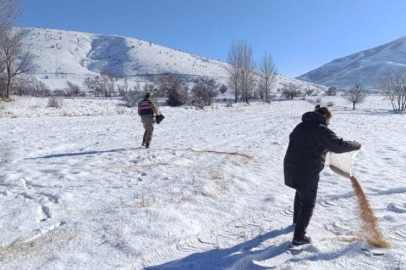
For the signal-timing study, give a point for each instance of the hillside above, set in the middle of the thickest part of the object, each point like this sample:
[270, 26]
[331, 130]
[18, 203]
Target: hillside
[79, 192]
[66, 55]
[363, 67]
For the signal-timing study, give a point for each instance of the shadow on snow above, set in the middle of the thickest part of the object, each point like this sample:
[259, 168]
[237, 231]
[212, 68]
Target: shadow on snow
[237, 257]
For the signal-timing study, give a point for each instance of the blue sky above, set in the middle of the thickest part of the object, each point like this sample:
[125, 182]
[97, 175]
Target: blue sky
[300, 34]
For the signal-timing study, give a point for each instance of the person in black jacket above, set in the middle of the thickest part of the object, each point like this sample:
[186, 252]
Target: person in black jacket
[146, 110]
[304, 160]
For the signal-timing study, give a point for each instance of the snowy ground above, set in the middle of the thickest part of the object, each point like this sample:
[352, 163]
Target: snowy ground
[79, 193]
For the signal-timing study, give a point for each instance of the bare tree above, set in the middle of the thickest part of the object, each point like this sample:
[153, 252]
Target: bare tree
[290, 91]
[108, 85]
[9, 11]
[72, 89]
[203, 93]
[357, 94]
[124, 88]
[234, 68]
[14, 61]
[267, 71]
[331, 91]
[94, 84]
[174, 88]
[393, 84]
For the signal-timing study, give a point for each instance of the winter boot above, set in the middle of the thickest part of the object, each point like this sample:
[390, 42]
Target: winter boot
[301, 241]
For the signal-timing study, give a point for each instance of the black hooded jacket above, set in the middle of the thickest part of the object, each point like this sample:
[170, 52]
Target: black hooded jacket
[308, 145]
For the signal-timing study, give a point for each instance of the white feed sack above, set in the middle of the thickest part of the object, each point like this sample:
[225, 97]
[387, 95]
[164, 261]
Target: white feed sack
[342, 163]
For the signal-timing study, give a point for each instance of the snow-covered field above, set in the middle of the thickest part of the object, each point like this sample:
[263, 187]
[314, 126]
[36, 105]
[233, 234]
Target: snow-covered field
[79, 193]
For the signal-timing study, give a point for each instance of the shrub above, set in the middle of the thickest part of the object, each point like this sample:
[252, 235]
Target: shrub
[291, 91]
[55, 102]
[203, 94]
[223, 88]
[331, 91]
[72, 89]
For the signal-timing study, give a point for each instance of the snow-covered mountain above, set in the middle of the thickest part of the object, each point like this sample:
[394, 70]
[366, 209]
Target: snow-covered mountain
[364, 67]
[67, 55]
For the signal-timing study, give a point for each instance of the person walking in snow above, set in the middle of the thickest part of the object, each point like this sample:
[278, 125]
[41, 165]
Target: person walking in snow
[147, 109]
[304, 160]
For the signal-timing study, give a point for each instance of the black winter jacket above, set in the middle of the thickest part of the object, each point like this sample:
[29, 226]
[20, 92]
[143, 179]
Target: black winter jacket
[308, 145]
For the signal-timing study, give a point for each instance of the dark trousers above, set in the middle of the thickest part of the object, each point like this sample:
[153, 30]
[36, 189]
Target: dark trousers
[305, 201]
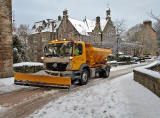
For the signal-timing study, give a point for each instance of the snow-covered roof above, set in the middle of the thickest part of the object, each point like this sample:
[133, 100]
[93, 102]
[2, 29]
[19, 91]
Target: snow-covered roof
[86, 26]
[45, 26]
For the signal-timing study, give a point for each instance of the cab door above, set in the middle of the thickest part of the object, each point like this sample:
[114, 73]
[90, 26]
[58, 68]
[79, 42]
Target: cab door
[79, 56]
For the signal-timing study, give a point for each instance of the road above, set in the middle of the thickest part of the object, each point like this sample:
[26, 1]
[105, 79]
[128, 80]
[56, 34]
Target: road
[22, 103]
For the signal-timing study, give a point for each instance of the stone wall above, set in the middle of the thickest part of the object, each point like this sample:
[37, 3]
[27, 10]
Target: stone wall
[6, 58]
[37, 42]
[152, 83]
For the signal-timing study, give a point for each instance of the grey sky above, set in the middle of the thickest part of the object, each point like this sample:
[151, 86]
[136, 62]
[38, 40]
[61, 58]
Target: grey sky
[133, 11]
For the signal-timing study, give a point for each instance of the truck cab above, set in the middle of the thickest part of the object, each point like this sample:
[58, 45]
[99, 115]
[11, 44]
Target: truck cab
[73, 59]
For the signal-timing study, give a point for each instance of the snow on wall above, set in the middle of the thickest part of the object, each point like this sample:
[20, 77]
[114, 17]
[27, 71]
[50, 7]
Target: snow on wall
[27, 64]
[45, 26]
[86, 26]
[145, 70]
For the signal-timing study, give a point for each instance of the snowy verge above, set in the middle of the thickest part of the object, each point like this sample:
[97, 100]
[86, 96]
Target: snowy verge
[7, 85]
[119, 98]
[126, 66]
[145, 70]
[100, 101]
[27, 64]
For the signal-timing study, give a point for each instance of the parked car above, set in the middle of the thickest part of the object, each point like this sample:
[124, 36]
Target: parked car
[142, 59]
[148, 57]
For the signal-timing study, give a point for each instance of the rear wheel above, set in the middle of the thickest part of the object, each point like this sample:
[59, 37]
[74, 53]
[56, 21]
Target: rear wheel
[84, 77]
[104, 73]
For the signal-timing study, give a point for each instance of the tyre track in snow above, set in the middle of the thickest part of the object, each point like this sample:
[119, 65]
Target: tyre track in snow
[23, 103]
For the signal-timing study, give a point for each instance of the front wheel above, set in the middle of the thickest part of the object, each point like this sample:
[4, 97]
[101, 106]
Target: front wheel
[84, 77]
[104, 73]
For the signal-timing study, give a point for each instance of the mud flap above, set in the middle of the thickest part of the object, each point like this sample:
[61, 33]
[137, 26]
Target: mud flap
[41, 80]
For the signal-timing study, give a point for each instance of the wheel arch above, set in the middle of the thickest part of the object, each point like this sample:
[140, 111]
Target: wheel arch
[84, 66]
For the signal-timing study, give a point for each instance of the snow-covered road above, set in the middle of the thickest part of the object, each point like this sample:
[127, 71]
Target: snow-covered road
[118, 98]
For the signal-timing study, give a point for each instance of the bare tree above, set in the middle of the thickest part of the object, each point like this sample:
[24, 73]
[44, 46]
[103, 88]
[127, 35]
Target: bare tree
[23, 33]
[120, 26]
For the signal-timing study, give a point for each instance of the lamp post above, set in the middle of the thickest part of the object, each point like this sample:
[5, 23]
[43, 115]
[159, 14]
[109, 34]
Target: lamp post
[118, 38]
[100, 33]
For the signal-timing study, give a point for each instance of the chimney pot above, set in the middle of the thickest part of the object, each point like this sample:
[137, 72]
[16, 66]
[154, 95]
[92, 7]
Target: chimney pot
[97, 19]
[59, 18]
[65, 12]
[148, 23]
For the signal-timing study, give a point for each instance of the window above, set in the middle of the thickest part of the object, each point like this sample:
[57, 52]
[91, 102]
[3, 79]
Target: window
[78, 50]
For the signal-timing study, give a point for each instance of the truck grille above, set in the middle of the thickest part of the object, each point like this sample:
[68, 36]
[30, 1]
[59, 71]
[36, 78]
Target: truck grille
[56, 66]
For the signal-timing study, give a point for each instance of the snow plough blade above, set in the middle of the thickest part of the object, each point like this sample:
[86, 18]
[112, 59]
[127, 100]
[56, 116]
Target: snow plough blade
[41, 80]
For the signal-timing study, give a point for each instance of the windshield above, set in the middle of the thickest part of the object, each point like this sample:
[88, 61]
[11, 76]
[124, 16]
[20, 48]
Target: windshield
[59, 49]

··········

--- Task description ---
Exclude the pictures and repeat every other part of the records word for word.

--- Solution to this exercise ---
For the signal-timing study, give a point for each instance of the hillside above, set in the middle of the thickest part of the object, each point like this sample:
[270, 26]
[331, 130]
[18, 203]
Target: hillside
[79, 192]
[66, 55]
[363, 67]
For the signal-timing study, give a point for each instance of the shadow on snow above, set in the middle of the thickest part of the object, each point like this sample:
[259, 168]
[237, 231]
[212, 68]
Target: shadow on snow
[237, 257]
For the signal-timing study, give a point for each instance of the blue sky above, set in the middle of the thickest part of the object, each point like this sample:
[125, 182]
[97, 175]
Target: blue sky
[300, 34]
For the signal-timing study, give a point for each instance of the person in black jacket above, set in the middle of the thickest part of the object, each point like this sample:
[186, 252]
Target: person in black jacket
[146, 110]
[304, 160]
For the signal-timing study, give a point for each instance of the snowy ground above, set in the middle of the thickest part of the object, each point like this sample:
[352, 163]
Target: snowy ground
[79, 193]
For the signal-timing study, give a point for each instance of the bare tree above, set in the middle of the thickest part of the object, each point like this sample:
[153, 252]
Target: bare tree
[290, 91]
[108, 85]
[9, 11]
[72, 89]
[203, 93]
[357, 94]
[124, 88]
[234, 68]
[14, 61]
[267, 71]
[331, 91]
[94, 84]
[174, 88]
[393, 84]
For the signal-timing study, give a point for each instance of the winter boot above, set in the middle of the thickest part of the object, each point like this sample:
[390, 42]
Target: winter boot
[301, 241]
For the signal-timing study, give a point for each instance of the black hooded jacket above, set in the middle of the thickest part of the object, each point like this sample:
[170, 52]
Target: black hooded jacket
[308, 145]
For the signal-timing study, give a point for each instance of the white feed sack above, set in the middle of the thickest part of the object, each point like this sample:
[225, 97]
[387, 95]
[164, 261]
Target: white feed sack
[342, 163]
For the signal-timing study, give a point for each instance of the snow-covered field above, set in the middle of the thickest part of the object, each point like this sample:
[263, 187]
[314, 126]
[36, 105]
[233, 234]
Target: snow-covered field
[79, 193]
For the signal-timing study, give a point for each instance of the shrub above, set in the middle of the thickest part of the object, each point like this sample:
[252, 235]
Target: shrub
[291, 91]
[55, 102]
[203, 94]
[223, 88]
[331, 91]
[72, 89]
For the signal-timing study, give a point for each instance of the snow-covered mountain above, set in the middle of the thickest part of the object, each point like this sample:
[394, 70]
[366, 209]
Target: snow-covered mountain
[364, 67]
[67, 55]
For the signal-timing study, give a point for each instance of the person walking in snow above, set in the middle of the thickest part of the object, each point like this sample:
[278, 125]
[41, 165]
Target: person walking in snow
[147, 109]
[304, 160]
For the signal-timing study, give a point for each instance of the black winter jacket above, set in the middle of the thickest part of the object, each point like this sample:
[29, 226]
[20, 92]
[143, 179]
Target: black winter jacket
[308, 145]
For the signal-timing study, give a point for each instance of the dark trousers above, set in the middle of the thickest part of the object, each point like this sample:
[153, 30]
[36, 189]
Target: dark trousers
[305, 201]
For the signal-timing study, give a point for each instance of the snow-covered roof above, set in the middle of the thickest part of the object, each point like this sample:
[133, 100]
[93, 102]
[2, 29]
[19, 91]
Target: snow-covered roof
[86, 26]
[45, 26]
For the signal-timing study, give a point for each instance of the cab door above, set in the middle of the thickest part of the object, each point like this sample:
[114, 73]
[90, 26]
[58, 68]
[79, 42]
Target: cab door
[79, 56]
For the signal-timing study, give a point for each instance of the road above, set in the middle of the thickest part of the object, each point like this sample:
[26, 1]
[105, 79]
[128, 80]
[56, 34]
Target: road
[22, 103]
For the signal-timing study, give a point for each instance of the stone wall above, set in the middle of the thickest part of the object, each point like this sample:
[37, 3]
[27, 10]
Target: stone wall
[6, 58]
[37, 42]
[152, 83]
For the signal-timing study, give a point for each instance of the grey sky above, set in the middle of the thickest part of the object, each point like this sample:
[151, 86]
[136, 62]
[38, 40]
[61, 58]
Target: grey sky
[133, 11]
For the signal-timing study, give a point for each instance of the truck cab above, set in the middle of the thickest part of the object, each point like this sample:
[58, 45]
[99, 115]
[11, 44]
Target: truck cab
[73, 59]
For the signal-timing study, give a point for each instance of the snow on wall above, set in the middle of the thickest part of the object, each point like this sample:
[20, 77]
[114, 17]
[27, 71]
[50, 7]
Target: snow on wall
[27, 64]
[45, 26]
[86, 26]
[145, 70]
For the signal-timing study, give a point for each instance of the snowy verge above, set in the middle of the thickest part of the object, each point like this sample:
[97, 100]
[86, 96]
Target: snowy verge
[7, 85]
[119, 98]
[126, 66]
[145, 70]
[100, 101]
[27, 64]
For the signal-timing study, give a point for each instance of the parked car above, set in the middle of the thickest part of the object, each point like this sample:
[124, 36]
Target: parked car
[142, 59]
[148, 57]
For the signal-timing study, give a point for each instance of the rear wheel above, set in the middle of the thickest part of the object, each point like this sample:
[59, 37]
[74, 53]
[56, 21]
Target: rear wheel
[84, 77]
[104, 73]
For the signal-timing study, give a point for each instance of the tyre track in snow above, set in the middle of the thickest part of the object, each point like this sample:
[119, 65]
Target: tyre track in snow
[23, 103]
For the signal-timing study, give a point for each instance of the front wheel above, set in the middle of the thickest part of the object, each point like this sample:
[4, 97]
[101, 106]
Target: front wheel
[84, 77]
[104, 73]
For the signal-timing study, give a point for each instance of the mud flap above, set in the middle of the thickest part of the object, each point like this sample:
[61, 33]
[137, 26]
Target: mud flap
[41, 80]
For the signal-timing study, give a point for each instance of the wheel arch above, set in the middle of the thickest part of the object, each point like this sample:
[140, 111]
Target: wheel arch
[84, 66]
For the signal-timing study, give a point for each instance of the snow-covered road above, set in the middle of the thickest part of the object, each point like this sample:
[127, 71]
Target: snow-covered road
[118, 98]
For the signal-timing study, give a point for each instance of the bare tree above, set in the middle of the thickest part of the object, each point like this sample:
[24, 73]
[44, 46]
[103, 88]
[127, 35]
Target: bare tree
[23, 33]
[120, 26]
For the signal-timing study, give a point for each instance of the lamp post above, set in the middle of the thickest part of the object, each point like this sample:
[5, 23]
[43, 115]
[159, 14]
[109, 34]
Target: lamp post
[118, 38]
[100, 33]
For the signal-timing study, give a point for each instance of the chimney pot above, set in the middle of the thickest part of the object, each point like this sample:
[137, 72]
[16, 66]
[154, 95]
[92, 7]
Target: chimney pot
[97, 19]
[59, 18]
[65, 12]
[148, 23]
For the signal-timing study, give a point for each instance of the window above, set in the middle of the thickest part of the object, each point like this sample:
[57, 52]
[91, 102]
[3, 79]
Target: window
[78, 50]
For the signal-timing study, give a point for each instance of the truck grille above, set in the middle of the thickest part of the object, each point like this sample:
[68, 36]
[30, 1]
[59, 71]
[36, 78]
Target: truck grille
[56, 66]
For the signal-timing study, give a point for each instance of the snow plough blade above, set in the middle of the thickest part of the object, each point like this sample:
[86, 18]
[112, 59]
[127, 100]
[56, 116]
Target: snow plough blade
[41, 80]
For the signal-timing study, give a point for each instance of the windshield above, set in the middle of the thickest part of the object, each point like this sample:
[88, 61]
[11, 76]
[124, 16]
[20, 48]
Target: windshield
[59, 49]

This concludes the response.